--- To do ---
The records underneath are to be repeated exactly, with the pictures left out.

+ + + + + + +

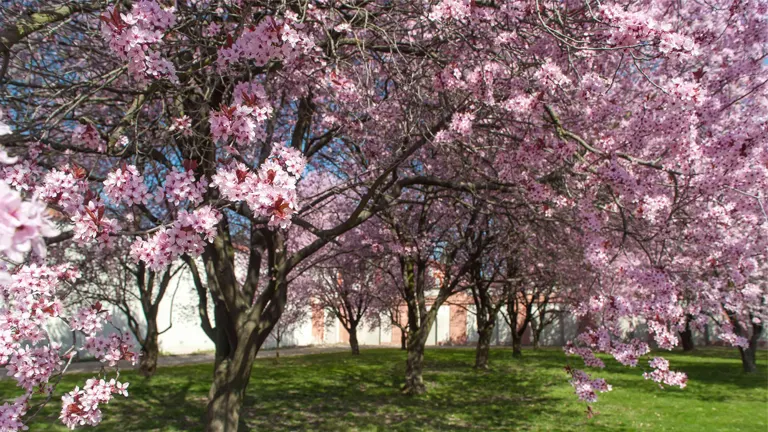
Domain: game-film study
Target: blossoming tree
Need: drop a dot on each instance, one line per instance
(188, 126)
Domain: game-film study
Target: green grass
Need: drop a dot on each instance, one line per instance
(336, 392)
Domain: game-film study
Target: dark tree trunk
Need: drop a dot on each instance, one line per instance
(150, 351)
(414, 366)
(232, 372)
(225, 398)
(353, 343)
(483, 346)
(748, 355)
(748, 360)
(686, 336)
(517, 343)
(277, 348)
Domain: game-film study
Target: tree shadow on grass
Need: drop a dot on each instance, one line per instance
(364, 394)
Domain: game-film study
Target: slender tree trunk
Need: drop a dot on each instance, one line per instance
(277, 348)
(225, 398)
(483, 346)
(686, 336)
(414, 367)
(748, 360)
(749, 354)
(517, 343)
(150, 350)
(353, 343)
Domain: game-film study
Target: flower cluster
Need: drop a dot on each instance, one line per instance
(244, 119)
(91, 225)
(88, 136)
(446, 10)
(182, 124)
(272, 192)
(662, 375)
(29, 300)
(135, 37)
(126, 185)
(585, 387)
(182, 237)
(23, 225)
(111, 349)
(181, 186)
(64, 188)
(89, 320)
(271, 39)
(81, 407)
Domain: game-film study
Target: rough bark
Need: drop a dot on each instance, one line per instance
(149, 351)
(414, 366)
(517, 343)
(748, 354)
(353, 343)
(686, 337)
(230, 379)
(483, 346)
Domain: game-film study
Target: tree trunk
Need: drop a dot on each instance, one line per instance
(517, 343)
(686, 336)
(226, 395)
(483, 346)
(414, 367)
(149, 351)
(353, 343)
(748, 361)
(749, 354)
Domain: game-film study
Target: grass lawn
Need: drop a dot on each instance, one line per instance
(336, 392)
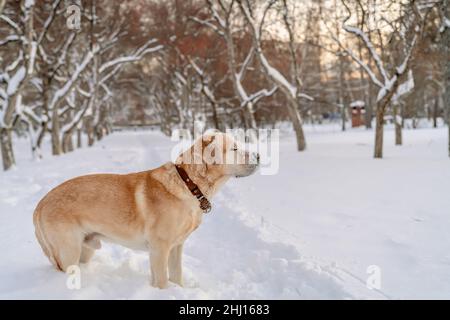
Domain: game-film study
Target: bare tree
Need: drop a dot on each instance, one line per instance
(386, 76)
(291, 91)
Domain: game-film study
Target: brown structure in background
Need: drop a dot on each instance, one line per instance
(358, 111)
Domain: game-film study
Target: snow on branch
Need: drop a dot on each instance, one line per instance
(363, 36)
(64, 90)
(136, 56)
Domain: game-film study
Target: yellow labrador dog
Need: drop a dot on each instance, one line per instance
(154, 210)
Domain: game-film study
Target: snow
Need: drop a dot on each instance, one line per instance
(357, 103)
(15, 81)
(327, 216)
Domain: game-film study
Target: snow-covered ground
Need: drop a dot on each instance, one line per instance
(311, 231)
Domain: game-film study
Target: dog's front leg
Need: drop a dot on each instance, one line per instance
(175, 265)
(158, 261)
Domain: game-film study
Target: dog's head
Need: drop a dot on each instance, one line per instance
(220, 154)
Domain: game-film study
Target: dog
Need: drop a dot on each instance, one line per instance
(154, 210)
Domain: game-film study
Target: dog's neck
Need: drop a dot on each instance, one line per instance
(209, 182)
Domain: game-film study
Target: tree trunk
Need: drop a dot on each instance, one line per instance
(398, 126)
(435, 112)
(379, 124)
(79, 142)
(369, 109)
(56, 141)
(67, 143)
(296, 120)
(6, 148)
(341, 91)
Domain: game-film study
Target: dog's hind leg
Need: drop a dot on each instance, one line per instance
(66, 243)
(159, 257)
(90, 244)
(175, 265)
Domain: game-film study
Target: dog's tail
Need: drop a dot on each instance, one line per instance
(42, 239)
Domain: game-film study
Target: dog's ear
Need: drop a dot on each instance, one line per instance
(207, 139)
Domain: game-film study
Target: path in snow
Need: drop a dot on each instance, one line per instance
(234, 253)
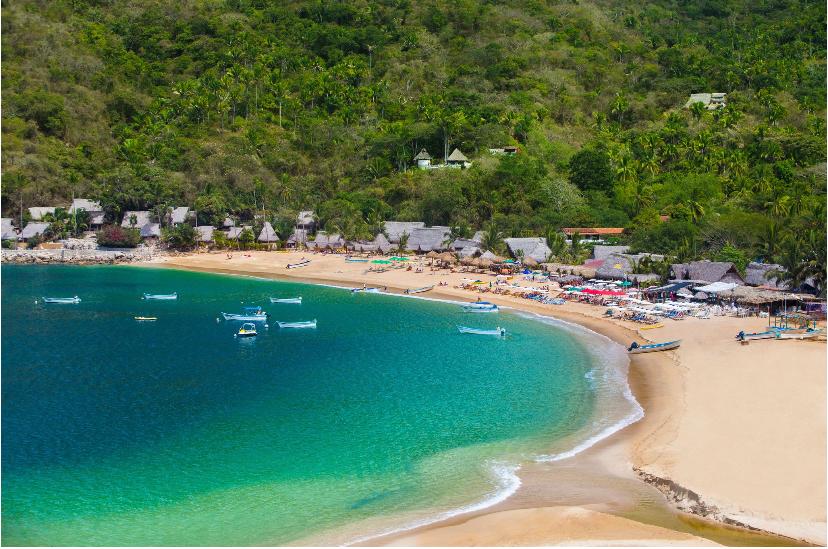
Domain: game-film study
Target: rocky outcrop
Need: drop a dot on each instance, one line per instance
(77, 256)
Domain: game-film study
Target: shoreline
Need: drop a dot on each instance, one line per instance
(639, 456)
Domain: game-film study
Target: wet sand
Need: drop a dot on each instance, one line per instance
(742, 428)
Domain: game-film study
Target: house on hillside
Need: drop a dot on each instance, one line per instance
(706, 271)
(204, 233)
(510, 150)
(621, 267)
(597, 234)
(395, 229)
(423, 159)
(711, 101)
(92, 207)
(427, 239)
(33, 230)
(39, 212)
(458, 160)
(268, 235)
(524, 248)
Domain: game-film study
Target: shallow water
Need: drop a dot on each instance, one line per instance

+ + + + + + +

--- Answer to this task ---
Domain: game-film study
Target: blossoming tree
Need: drop a dot on each instance, one line per instance
(188, 126)
Domain: game-film study
Target: green grass
Need: drop a dot on each instance, one line per instance
(336, 392)
Domain: game-film study
Target: dark tree trunk
Need: drop a dot on each instance, one line per instance
(150, 351)
(414, 366)
(232, 372)
(225, 398)
(353, 343)
(483, 346)
(748, 355)
(748, 360)
(686, 336)
(517, 343)
(277, 348)
Domain: game-film study
Target: tree shadow on grass
Need: drop a dot on each instance, one line per instance
(364, 394)
Domain: game-film study
Target: slender tree trunk
Need: drop a dot on each instance, one line per instance
(277, 348)
(225, 398)
(483, 346)
(686, 336)
(414, 367)
(748, 360)
(749, 354)
(517, 343)
(150, 350)
(353, 343)
Domain: game-film study
Target: flower cluster
Need: drop a dot on each instance, one line per instance
(244, 119)
(91, 225)
(88, 136)
(446, 10)
(182, 124)
(272, 192)
(662, 375)
(29, 300)
(135, 37)
(126, 185)
(585, 387)
(182, 237)
(23, 225)
(111, 349)
(181, 186)
(64, 188)
(89, 320)
(271, 39)
(81, 407)
Domain: game-film study
Target: rough bark
Need: drop a dot on each instance, one line per instance
(149, 351)
(414, 366)
(517, 343)
(748, 354)
(353, 343)
(686, 337)
(230, 379)
(483, 346)
Domain: game-film study
Target: tree trunk
Need: drop a dot on each instance, one line per instance
(517, 343)
(686, 336)
(226, 395)
(483, 346)
(414, 367)
(149, 351)
(353, 343)
(748, 361)
(749, 354)
Domain: game-film study
Target: grass lawn
Need: drop a dot on each instance, one line per instance
(336, 392)
Domain: game-film study
Target: bare tree
Need: drop a dot on each instance, one line per instance
(386, 76)
(291, 91)
Domain: game-film study
Target: brown structure in background
Need: drop a dot on each instance, one line per instance
(358, 111)
Domain: game-film study
Target: snow on branch
Need: drop a dot on each instance, one line per instance
(363, 36)
(64, 90)
(136, 56)
Domain: game-film study
Target: yellow labrador dog
Need: drop a dot on each instance, one line per instance
(154, 210)
Domain: game-film study
Target: snow
Need: drop a dot on each instance, one line per instance
(357, 103)
(15, 81)
(327, 216)
Domain: game-film study
Target: snow-covered ground
Need: drop a dot on each instance, one line per instance
(311, 231)
Domain: game-film study
Target: dog's front leg
Need: drop a dot on each instance, one line per instance
(175, 265)
(158, 261)
Domain: game-film study
Target: dog's head
Need: drop a dot on each instance, one line per instance
(220, 154)
Domain: game-film study
Target: dog
Need: drop a dot on each instance, one line per instance
(154, 210)
Domain: game-film study
Target: dog's neck
Need: drop a dot on each instance, one line per instance
(209, 182)
Domain: game-film study
Target: tree trunk
Need: drop a dot on each instance, one line per instance
(398, 126)
(435, 112)
(379, 124)
(79, 142)
(369, 109)
(56, 141)
(67, 143)
(296, 120)
(6, 148)
(341, 91)
Domain: game-film study
Target: dog's hind leg
Need: drop a dot on each instance, one line per instance
(66, 243)
(159, 257)
(90, 244)
(175, 265)
Domain: game-film study
Target: dog's tail
Need: drop a dot on each instance, one line per instance
(42, 239)
Domain: game-film study
Target: dog's ear
Need: drop a dot on each instance, one line per instance
(207, 139)
Domain: game-film study
Target: path in snow
Need: drop a dot on each instance, one line per instance
(234, 253)
Domain: game-film study
Target: rocky outcrop
Need: drop a dot on each instance, one line per instance
(77, 256)
Domain: game-film study
Target: shoreline
Need: drop a dot on each instance, one line per instance
(639, 456)
Domain: game-film study
Target: wet sand
Need: drop a dot on each instance, one line per instance
(742, 428)
Domain: game-film study
Target: house on hillside
Need: drop a dot on each instance, one line per instance
(706, 271)
(204, 233)
(510, 150)
(621, 267)
(597, 234)
(395, 229)
(423, 159)
(711, 101)
(92, 207)
(427, 239)
(33, 230)
(39, 212)
(458, 160)
(268, 235)
(524, 248)
Domain: game-film study
Target: shallow water
Need: drop a dot on each instance, one line per instance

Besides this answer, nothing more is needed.